* Document segment *
%%
Compression Favors Consistency, Not Truth: When and Why Language Models Prefer Correct Information

The Big Idea: The "Efficient Note-Taker"

Imagine you have a student who is incredibly smart but has one obsession: they want to write the shortest possible summary of a textbook. They don't care if the textbook is right or wrong; they only care if they can write the summary using the fewest words possible.

This paper asks a simple question: If the textbook contains a mix of correct facts and fake facts, will this student learn the truth?

The answer, according to the researchers, is: It depends on how "messy" the fake facts are.

If the fake facts are random and chaotic, the student learns the truth because it's easier to summarize.
If the fake facts follow their own perfect, consistent logic (even if it's wrong), the student learns the fake facts just as easily as the truth.

The researchers call this the Compression-Consistency Principle. In short: AI prefers consistency over truth.
%%
Stored dataset entries:
%%
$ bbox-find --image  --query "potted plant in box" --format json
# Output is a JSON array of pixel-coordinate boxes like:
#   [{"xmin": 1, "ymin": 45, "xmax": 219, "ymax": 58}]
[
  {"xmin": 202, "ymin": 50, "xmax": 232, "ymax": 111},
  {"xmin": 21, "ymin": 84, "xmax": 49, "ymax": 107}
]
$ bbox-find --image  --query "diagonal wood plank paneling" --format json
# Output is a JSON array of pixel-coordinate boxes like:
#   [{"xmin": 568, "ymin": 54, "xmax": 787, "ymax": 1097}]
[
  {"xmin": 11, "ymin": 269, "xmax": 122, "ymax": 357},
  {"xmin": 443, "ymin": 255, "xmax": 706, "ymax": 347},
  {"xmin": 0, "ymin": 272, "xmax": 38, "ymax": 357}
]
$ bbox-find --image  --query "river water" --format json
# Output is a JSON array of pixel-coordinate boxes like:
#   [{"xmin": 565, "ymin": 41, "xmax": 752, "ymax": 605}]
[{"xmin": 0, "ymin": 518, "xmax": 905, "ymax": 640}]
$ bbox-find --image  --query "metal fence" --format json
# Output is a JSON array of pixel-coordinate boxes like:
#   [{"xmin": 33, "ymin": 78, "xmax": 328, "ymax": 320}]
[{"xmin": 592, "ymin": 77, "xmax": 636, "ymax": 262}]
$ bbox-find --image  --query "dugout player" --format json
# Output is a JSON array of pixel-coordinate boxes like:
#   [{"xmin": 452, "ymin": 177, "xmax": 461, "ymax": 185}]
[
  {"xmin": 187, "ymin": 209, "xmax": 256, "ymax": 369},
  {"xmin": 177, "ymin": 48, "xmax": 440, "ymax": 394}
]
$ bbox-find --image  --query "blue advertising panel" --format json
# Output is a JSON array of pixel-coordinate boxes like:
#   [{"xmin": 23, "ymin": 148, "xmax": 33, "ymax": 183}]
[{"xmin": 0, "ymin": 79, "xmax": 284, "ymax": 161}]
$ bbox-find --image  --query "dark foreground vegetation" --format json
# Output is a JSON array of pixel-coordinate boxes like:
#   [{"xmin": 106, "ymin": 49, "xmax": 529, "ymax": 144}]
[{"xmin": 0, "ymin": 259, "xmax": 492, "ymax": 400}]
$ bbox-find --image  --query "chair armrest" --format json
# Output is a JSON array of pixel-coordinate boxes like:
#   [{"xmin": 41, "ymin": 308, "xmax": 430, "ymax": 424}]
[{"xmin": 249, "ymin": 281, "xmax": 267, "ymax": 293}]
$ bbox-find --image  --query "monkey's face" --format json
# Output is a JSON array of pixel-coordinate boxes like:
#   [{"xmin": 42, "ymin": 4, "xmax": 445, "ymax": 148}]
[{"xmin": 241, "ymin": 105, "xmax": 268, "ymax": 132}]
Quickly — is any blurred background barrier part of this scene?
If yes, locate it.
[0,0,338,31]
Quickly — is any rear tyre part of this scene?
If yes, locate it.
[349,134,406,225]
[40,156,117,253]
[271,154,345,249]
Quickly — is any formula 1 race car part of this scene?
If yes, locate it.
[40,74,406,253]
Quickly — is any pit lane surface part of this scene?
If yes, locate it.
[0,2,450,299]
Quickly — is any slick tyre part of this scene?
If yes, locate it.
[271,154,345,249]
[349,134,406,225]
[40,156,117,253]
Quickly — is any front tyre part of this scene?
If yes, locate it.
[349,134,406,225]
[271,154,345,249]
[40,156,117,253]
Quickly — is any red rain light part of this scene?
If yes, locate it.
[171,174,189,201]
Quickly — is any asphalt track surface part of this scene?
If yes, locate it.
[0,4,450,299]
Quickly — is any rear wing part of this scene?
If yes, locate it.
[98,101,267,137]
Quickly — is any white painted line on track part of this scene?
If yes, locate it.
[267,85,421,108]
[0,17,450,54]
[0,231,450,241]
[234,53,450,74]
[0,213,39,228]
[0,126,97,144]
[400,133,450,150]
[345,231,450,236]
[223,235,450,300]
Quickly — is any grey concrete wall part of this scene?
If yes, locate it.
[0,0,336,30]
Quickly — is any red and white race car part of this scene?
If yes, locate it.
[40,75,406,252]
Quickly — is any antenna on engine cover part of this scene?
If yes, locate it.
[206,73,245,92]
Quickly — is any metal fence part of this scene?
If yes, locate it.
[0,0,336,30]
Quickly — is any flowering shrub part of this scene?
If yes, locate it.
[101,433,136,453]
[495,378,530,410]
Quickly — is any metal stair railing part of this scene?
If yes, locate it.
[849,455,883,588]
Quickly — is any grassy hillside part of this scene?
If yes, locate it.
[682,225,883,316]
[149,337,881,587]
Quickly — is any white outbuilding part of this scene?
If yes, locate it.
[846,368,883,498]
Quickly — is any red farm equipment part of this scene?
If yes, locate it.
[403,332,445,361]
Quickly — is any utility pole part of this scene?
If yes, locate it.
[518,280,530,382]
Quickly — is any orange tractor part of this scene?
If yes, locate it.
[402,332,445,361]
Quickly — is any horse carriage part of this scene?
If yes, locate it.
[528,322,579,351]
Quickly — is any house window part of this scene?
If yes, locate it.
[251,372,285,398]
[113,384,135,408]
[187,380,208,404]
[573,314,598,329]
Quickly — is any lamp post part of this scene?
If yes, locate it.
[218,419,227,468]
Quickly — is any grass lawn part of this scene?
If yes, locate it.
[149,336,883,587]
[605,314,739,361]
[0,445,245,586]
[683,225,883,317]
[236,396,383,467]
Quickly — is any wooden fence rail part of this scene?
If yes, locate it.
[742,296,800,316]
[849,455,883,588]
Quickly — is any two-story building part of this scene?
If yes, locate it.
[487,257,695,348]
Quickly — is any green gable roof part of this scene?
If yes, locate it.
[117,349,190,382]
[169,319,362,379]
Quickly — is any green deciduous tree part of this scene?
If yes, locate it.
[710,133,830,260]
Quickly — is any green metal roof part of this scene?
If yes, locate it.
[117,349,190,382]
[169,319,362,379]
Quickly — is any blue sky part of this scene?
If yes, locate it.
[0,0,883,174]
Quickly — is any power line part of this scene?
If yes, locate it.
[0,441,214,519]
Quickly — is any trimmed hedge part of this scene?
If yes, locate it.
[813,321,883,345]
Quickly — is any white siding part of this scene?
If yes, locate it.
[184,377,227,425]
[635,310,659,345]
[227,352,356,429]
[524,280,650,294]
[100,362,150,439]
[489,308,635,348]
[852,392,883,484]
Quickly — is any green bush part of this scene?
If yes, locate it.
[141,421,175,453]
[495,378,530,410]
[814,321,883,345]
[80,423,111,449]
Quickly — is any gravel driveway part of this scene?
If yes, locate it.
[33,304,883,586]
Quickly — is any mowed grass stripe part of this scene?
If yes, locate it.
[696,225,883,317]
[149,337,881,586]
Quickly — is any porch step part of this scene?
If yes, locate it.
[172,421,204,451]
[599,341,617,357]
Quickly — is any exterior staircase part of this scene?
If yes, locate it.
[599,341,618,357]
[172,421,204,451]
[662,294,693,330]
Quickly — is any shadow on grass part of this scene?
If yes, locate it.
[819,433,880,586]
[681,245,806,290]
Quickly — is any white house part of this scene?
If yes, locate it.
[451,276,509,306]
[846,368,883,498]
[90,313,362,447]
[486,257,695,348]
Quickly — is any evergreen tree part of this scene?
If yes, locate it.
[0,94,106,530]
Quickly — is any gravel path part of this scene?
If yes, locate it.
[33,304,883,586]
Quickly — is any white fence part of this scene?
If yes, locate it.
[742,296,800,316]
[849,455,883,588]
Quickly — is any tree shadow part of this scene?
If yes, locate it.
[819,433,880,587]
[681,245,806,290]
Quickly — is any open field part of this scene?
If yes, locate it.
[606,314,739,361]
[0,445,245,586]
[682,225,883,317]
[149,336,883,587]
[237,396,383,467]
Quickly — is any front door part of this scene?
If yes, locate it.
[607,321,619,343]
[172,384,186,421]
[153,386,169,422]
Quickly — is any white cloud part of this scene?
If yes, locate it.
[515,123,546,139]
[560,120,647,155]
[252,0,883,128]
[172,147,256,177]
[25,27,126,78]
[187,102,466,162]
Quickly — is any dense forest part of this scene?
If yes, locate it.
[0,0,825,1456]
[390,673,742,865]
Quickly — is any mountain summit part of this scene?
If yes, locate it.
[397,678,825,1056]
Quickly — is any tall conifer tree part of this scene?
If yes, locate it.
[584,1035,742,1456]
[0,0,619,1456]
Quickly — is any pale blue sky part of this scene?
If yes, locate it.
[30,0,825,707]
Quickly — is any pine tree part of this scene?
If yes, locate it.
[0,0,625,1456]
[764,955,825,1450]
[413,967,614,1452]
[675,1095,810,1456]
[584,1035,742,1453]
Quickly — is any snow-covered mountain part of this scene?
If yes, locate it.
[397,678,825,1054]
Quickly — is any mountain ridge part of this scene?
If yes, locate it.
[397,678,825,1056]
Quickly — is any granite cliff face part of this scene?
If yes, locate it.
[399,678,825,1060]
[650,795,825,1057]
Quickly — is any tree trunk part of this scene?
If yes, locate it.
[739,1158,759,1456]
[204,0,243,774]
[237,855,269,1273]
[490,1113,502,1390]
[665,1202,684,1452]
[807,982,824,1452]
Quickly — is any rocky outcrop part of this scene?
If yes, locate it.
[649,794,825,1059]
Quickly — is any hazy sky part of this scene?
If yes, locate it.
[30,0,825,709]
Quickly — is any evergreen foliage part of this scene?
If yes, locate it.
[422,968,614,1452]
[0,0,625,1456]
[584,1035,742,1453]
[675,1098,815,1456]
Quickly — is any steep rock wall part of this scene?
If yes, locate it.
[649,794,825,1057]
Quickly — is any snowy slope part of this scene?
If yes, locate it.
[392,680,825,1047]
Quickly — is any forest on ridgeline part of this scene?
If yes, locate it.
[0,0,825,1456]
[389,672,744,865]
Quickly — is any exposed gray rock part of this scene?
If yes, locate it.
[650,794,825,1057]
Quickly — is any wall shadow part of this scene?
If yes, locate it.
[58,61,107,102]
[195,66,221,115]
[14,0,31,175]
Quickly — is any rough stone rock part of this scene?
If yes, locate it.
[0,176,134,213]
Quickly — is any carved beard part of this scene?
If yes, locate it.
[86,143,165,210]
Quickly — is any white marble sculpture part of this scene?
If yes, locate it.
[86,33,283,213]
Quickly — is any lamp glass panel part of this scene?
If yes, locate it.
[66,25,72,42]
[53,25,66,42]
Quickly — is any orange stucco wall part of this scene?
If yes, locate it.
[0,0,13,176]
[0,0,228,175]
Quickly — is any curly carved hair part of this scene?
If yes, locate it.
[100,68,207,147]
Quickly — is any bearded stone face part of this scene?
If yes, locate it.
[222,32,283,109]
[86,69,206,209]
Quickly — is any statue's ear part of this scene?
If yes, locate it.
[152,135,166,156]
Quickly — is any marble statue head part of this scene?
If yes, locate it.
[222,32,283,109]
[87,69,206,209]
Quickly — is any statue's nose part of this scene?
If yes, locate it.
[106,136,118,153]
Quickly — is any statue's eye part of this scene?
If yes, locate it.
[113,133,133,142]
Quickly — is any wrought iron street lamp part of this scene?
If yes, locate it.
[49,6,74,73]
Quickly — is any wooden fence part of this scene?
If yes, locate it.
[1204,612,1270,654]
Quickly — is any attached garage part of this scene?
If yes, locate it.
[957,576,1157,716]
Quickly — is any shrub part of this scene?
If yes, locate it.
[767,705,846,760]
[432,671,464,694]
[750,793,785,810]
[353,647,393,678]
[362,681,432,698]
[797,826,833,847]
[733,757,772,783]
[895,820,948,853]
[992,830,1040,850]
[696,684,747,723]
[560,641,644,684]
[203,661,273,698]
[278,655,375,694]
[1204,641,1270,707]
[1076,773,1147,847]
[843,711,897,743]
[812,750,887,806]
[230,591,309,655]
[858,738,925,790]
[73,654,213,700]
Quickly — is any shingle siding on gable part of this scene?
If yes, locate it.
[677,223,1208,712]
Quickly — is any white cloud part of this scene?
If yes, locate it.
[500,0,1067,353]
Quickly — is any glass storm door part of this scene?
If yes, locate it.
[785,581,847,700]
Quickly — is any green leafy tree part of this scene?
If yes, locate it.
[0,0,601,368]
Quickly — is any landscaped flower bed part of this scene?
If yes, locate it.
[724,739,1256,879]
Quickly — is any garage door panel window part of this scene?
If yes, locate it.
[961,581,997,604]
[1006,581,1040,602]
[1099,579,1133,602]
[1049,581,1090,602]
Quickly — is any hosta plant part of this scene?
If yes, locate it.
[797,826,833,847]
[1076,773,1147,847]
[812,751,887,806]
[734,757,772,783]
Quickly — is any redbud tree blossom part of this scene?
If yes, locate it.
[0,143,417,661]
%%
* Exercise details *
Transcribe the text on compression and consistency, from "Compression Favors Consistency, Not" down to "easier to summarize.". This material comes from a separate source.

* Solved exercise *
Compression Favors Consistency, Not Truth: When and Why Language Models Prefer Correct Information

The Big Idea: The "Efficient Note-Taker"

Imagine you have a student who is incredibly smart but has one obsession: they want to write the shortest possible summary of a textbook. They don't care if the textbook is right or wrong; they only care if they can write the summary using the fewest words possible.

This paper asks a simple question: If the textbook contains a mix of correct facts and fake facts, will this student learn the truth?

The answer, according to the researchers, is: It depends on how "messy" the fake facts are.

If the fake facts are random and chaotic, the student learns the truth because it's easier to summarize.